▼

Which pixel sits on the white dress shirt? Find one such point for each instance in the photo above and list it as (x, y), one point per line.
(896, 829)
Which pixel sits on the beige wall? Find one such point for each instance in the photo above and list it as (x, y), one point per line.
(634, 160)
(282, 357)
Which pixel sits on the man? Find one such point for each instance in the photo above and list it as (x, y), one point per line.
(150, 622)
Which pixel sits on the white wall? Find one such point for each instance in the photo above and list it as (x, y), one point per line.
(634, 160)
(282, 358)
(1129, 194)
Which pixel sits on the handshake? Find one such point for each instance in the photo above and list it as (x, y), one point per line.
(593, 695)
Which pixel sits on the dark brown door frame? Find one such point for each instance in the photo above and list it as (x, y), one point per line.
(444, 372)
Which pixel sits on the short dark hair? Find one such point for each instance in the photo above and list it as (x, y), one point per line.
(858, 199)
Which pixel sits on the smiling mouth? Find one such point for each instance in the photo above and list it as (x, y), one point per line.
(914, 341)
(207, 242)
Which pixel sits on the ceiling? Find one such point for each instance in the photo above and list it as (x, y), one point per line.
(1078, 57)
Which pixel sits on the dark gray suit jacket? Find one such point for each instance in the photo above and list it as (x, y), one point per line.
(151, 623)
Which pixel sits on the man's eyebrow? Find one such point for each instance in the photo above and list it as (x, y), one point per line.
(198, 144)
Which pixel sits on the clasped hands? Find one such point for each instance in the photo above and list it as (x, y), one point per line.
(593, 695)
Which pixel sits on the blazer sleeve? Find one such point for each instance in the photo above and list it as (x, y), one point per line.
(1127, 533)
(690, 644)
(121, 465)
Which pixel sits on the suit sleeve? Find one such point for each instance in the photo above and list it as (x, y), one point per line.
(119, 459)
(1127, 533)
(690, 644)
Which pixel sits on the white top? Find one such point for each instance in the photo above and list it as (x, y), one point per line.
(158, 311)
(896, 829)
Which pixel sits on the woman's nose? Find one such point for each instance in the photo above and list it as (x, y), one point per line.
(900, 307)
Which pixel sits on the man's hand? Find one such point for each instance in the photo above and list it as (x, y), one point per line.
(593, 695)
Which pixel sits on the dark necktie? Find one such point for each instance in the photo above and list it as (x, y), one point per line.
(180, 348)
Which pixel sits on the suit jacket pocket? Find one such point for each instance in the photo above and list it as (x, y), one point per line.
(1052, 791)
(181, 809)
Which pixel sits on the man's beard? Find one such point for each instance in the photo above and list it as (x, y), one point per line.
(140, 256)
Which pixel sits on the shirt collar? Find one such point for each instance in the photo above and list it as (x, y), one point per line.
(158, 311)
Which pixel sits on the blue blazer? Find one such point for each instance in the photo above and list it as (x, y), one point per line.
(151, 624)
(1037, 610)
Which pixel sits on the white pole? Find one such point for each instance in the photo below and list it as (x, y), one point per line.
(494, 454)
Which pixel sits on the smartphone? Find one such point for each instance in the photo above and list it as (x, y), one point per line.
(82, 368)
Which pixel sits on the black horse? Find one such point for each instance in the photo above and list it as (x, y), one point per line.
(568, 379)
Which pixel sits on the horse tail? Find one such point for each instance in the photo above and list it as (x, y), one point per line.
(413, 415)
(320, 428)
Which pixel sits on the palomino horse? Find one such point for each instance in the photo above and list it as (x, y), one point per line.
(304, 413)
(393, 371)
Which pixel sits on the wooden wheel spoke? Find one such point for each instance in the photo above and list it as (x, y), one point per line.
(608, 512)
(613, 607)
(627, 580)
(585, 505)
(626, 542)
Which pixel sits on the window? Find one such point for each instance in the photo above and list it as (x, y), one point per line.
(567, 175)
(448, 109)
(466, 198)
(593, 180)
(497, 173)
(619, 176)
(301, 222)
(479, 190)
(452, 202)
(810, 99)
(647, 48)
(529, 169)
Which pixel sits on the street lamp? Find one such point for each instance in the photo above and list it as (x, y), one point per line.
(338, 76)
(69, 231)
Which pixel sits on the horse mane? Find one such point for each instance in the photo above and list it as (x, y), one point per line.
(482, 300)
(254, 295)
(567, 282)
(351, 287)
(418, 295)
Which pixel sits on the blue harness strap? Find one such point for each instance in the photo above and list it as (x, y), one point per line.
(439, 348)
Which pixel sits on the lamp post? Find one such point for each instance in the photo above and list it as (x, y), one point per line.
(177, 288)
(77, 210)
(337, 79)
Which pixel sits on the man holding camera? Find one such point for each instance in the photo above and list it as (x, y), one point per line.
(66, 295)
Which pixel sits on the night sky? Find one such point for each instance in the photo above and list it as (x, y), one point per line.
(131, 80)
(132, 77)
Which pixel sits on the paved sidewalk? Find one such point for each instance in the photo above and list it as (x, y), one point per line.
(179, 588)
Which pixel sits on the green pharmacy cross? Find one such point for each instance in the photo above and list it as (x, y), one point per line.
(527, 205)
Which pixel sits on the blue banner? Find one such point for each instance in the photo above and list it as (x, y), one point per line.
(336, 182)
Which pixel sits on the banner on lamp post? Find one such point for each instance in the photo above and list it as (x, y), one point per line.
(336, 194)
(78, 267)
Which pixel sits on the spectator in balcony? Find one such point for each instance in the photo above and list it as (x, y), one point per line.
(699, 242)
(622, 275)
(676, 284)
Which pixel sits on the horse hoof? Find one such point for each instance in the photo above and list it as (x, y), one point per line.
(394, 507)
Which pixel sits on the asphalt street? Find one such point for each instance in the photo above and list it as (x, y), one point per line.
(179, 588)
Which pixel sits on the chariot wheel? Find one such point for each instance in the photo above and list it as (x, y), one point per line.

▲

Exactly reproduce all of the entries above.

Which pixel sits on the white dress shirt? Find one such point for each instance in the photo above and list it as (x, y), one point per line.
(896, 829)
Which pixel sits on the beige wall? Find one such point for each instance in the photo above and list it as (x, y), one point per line.
(634, 160)
(282, 357)
Which pixel sits on the man? Find one such point for each instance in the photo above and list it as (x, y), one point per line.
(150, 622)
Which pixel sits on the white wall? Find one such point for each instance in the photo above and list it as (x, y), one point per line.
(634, 160)
(282, 358)
(1129, 194)
Which pixel sits on the handshake? Find one such point for each instance in the photo above and list it as (x, y), one point per line.
(593, 695)
Which pixel sits on the dark brown door frame? Find one such point for each instance in the photo above and list it as (x, y), one point per line.
(444, 372)
Which pixel sits on the short dark hair? Find one such point for each instance in the photo above and list it as (x, y), one point per line.
(858, 199)
Which pixel sits on the smiling mouth? Find one such point for each instance in the photo above and list it as (x, y), one point per line.
(914, 341)
(207, 242)
Which pixel sits on the ceiling? Find one such point for each instance in the photo above and list it as (x, y), one point per line.
(1078, 57)
Which pixel sits on the dark gray suit jacket? Find one such point for each instance in the photo above and list it as (x, y), one point per line.
(151, 623)
Which pixel sits on the man's eyebrow? Find one such point for each instance in the photo above and list it as (x, y), one point per line.
(198, 144)
Which pixel sits on the clasped hands? Find one such point for each instance in the photo above and list it as (x, y), one point per line.
(593, 695)
Which pixel sits on the blazer sleeve? Find one such point for each instance in the photo above and list it as (x, y), one point per line.
(1127, 533)
(690, 644)
(121, 465)
Which pixel sits on the suit sleeve? Find one such point for each instance in the photo above and list it as (x, y), one point per line.
(119, 459)
(1127, 533)
(690, 644)
Which pixel sits on the white top? Find one such point for each instance in the photo above and list it as (x, y), one point per line.
(158, 311)
(896, 829)
Which pixel sits on the woman's nose? Find one such point for each instance in the photo above and list it as (x, y), one point per line.
(900, 307)
Which pixel sits on the man's hand? Find one such point for each instance in the photo above and list it as (x, y), one point per line.
(593, 695)
Which pixel sits on the dark necktie? Find one such point for each instance in the photo above and list it as (x, y), one point per line.
(180, 348)
Which pixel sits on the suit jacket pocket? Find one such point for each instance in the photo above and list it as (x, y), one point per line.
(1052, 791)
(181, 809)
Which pixel sits on the man's beard? Find one such point for each instance in the photo above and list it as (x, y), one point per line.
(140, 256)
Which pixel sits on the shirt collar? Find one such point for each instance in the photo above and list it as (x, y), one point per line.
(158, 311)
Which pixel sits on the blue blazer? Find one such point for each instance in the photo above and list it as (x, y), one point per line.
(151, 624)
(1037, 610)
Which pixel sits on the white pole? Find one such point for each instance in the photo below and list it as (x, y), one point per line.
(494, 454)
Which pixel sits on the smartphone? Find one such point for each instance in the photo above and list it as (x, y), one point per line.
(82, 368)
Which pixel sits on the black horse? Find one such point for each instance in the photo above and list it as (x, y), one point per line.
(568, 379)
Which pixel sits on the horse tail? Find one such point for each instance in the photo above and list it as (x, y), one point per line.
(413, 415)
(320, 428)
Which pixel sits on the palomino horse? Find one such point for each instance in the photo above and list it as (x, y), one point per line.
(304, 413)
(393, 371)
Which pixel sits on the wooden wheel spoke? Find one such point for each instance in the photo above and list it as (x, y), one point per line.
(608, 512)
(613, 607)
(627, 580)
(585, 505)
(626, 542)
Which pixel sits on the window? Find one such point for each instance in the photo above and list it as (x, y), one point per line.
(567, 175)
(448, 109)
(466, 198)
(593, 180)
(497, 173)
(619, 176)
(301, 222)
(479, 190)
(452, 202)
(810, 99)
(647, 48)
(529, 169)
Which pixel sits on the street lamp? Find one such point for each instance in the photo above and list it as (x, y), one point per line.
(338, 76)
(69, 231)
Which pixel sits on the horse mane? Find one such point for each instance in the photo above and list it as (x, y), one point per line.
(482, 300)
(254, 295)
(567, 282)
(351, 287)
(418, 295)
Which pixel sits on the blue harness strap? Find one such point for each instance in the photo above and list it as (x, y), one point per line.
(439, 348)
Which pixel sits on the lamp post? Find one such point for each instance in the photo above and list it as (x, y), one point per line.
(177, 288)
(77, 210)
(337, 79)
Which pixel sits on the man holding camera? Find one such point for each instance in the photo above and list it as (x, y), one point per line.
(66, 295)
Which pixel sits on the night sky? Find one such point for each instance in the photo above and list it as (x, y), one point per line.
(131, 80)
(132, 77)
Which pixel sits on the paved sidewalk? Find one such point for each instance in the photo above and list it as (x, y), one point per line.
(179, 588)
Which pixel sits on the green pharmacy cross? Find one such point for each instance in the photo above and list it as (x, y), one point per line.
(527, 205)
Which pixel sits on the blue banner? Find one such point for each instance in the photo above and list it as (x, y), one point per line.
(336, 182)
Which pixel sits on the banner on lamp post? Find one such point for each instance in the photo above and list it as (x, y), one point per line.
(336, 194)
(78, 267)
Which pixel sits on the spectator in balcony? Find one such point for each instance in the photo above and list it as (x, y), one point per line.
(699, 242)
(622, 275)
(676, 284)
Which pixel sits on the horse hoof? Find one such point for each instance in the photo above and list it as (x, y), one point per line.
(394, 507)
Which pixel sits on the asphalt street? Find one such point for each instance in the photo above and list it as (x, y), one point per line.
(179, 588)
Which pixel sits on the chariot wheel? Find one such point for each instance in the photo above and list it as (x, y), one point per line.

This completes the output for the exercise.